Would you please output the lines from the one holding "Expected: one point per instance of the rear taillight, reported" to the end of the entries, exactly and with no others?

=== Data ===

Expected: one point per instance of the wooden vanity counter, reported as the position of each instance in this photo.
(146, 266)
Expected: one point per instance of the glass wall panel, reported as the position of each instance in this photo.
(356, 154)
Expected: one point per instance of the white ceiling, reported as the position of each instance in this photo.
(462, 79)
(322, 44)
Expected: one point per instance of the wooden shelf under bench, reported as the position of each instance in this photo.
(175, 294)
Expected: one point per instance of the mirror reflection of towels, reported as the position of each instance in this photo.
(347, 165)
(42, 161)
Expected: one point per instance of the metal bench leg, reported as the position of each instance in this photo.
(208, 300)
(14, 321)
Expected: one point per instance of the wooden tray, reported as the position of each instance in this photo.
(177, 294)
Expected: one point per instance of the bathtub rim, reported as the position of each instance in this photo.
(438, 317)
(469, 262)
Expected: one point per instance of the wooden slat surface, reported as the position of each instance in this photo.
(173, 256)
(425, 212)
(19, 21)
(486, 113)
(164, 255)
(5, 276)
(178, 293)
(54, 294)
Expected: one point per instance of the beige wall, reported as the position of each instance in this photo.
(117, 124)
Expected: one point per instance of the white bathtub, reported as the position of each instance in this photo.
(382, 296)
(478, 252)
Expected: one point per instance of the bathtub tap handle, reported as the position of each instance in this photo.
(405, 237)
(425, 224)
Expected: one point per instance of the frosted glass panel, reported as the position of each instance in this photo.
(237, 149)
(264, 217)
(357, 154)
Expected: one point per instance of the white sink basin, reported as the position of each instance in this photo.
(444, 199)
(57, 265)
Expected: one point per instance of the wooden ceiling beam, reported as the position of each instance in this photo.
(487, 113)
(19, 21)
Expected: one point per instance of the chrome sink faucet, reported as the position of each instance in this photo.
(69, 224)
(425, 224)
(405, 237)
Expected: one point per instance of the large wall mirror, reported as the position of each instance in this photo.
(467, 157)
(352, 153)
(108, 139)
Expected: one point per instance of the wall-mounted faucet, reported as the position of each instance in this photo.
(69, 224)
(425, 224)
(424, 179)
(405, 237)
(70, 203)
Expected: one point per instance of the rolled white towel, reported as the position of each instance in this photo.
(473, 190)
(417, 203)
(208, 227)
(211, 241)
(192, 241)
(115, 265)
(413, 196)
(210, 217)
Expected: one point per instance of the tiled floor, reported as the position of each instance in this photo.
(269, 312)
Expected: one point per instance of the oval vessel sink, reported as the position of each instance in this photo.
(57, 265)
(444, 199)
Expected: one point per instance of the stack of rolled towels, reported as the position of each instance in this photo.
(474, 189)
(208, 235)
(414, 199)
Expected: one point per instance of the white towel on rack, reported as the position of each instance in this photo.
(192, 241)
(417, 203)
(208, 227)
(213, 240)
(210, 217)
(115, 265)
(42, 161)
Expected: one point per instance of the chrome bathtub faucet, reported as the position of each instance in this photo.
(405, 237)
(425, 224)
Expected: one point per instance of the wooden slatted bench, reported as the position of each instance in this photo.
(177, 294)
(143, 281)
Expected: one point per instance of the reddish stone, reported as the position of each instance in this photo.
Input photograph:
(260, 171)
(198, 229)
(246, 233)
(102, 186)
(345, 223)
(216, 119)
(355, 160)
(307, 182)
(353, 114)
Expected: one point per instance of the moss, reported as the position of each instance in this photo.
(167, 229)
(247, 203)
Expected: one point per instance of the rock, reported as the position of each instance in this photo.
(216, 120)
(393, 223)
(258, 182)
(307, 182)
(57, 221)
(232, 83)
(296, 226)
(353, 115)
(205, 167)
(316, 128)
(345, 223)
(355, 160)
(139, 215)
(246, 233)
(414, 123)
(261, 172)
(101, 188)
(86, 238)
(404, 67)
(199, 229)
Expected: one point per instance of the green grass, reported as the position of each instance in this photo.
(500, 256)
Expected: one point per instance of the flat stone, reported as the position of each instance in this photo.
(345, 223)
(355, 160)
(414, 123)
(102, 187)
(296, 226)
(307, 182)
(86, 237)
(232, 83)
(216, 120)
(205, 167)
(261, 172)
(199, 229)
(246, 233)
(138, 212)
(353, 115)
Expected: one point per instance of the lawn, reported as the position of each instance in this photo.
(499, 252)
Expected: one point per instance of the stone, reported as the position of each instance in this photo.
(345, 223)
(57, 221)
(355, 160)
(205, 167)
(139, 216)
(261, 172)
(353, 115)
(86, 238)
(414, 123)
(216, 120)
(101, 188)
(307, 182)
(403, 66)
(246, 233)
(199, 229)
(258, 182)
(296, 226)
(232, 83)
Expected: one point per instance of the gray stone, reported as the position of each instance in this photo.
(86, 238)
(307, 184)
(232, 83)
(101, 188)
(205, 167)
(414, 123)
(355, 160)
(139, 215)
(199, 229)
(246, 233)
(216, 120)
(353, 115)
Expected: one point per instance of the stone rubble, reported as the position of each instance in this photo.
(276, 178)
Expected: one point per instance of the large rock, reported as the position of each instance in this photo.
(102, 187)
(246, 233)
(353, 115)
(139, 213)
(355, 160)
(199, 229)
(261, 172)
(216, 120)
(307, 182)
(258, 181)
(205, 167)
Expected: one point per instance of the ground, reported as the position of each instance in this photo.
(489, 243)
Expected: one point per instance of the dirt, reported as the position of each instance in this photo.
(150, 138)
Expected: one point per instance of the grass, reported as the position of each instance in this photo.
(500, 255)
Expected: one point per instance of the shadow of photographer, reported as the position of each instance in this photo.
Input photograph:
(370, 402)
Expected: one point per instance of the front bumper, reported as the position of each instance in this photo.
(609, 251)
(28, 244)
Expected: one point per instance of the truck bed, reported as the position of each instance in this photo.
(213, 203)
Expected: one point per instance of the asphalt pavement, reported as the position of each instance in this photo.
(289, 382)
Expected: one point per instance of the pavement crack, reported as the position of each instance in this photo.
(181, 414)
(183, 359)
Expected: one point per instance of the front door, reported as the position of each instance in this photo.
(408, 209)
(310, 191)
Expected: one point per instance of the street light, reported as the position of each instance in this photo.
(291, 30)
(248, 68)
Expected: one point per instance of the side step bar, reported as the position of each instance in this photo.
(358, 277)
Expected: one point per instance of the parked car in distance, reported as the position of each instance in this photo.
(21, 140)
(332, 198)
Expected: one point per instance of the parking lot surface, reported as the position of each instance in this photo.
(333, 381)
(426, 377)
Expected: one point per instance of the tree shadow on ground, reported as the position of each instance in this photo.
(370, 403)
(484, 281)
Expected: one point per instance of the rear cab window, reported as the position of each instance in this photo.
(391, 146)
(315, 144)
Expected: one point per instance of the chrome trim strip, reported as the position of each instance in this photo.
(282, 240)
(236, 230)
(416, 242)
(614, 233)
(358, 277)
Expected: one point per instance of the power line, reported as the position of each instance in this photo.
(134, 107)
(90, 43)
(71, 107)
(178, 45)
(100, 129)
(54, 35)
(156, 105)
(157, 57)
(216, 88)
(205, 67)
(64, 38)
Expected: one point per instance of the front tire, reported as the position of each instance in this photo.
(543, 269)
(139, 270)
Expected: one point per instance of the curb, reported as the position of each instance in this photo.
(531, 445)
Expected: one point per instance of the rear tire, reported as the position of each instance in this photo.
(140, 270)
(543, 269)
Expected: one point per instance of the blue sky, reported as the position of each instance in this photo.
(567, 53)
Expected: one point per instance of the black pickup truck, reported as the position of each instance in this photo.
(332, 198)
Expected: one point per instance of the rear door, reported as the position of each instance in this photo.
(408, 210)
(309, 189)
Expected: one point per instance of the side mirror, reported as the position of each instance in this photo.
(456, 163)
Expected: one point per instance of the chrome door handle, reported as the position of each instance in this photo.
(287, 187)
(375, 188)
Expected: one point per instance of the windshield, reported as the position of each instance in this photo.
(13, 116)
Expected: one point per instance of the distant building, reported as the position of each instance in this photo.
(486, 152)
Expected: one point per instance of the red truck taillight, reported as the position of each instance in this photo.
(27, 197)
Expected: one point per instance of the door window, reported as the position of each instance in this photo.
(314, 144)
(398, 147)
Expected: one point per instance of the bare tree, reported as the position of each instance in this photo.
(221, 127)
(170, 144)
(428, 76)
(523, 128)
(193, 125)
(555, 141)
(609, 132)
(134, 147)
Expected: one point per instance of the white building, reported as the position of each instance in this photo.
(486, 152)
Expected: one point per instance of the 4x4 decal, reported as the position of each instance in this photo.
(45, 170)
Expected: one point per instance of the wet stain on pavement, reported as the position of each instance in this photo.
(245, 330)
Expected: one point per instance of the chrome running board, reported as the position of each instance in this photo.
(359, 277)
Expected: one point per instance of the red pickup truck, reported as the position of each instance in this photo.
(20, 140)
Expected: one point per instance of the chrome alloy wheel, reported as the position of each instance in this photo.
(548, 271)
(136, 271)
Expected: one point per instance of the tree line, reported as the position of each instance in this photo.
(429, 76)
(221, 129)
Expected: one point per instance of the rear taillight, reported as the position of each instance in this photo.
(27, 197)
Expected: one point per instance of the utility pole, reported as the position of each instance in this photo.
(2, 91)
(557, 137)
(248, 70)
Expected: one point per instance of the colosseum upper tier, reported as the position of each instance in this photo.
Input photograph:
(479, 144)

===

Answer to this task »
Expected: one point per instance of the rear taillight, reported as the position of each instance in this photo.
(27, 197)
Expected: one point per instance of the utility pole, reported as the position of each instance in this photo.
(2, 91)
(557, 137)
(248, 70)
Expected: one point per instance of the colosseum upper tier, reported as the position of each instance in this photo.
Input photograph:
(479, 144)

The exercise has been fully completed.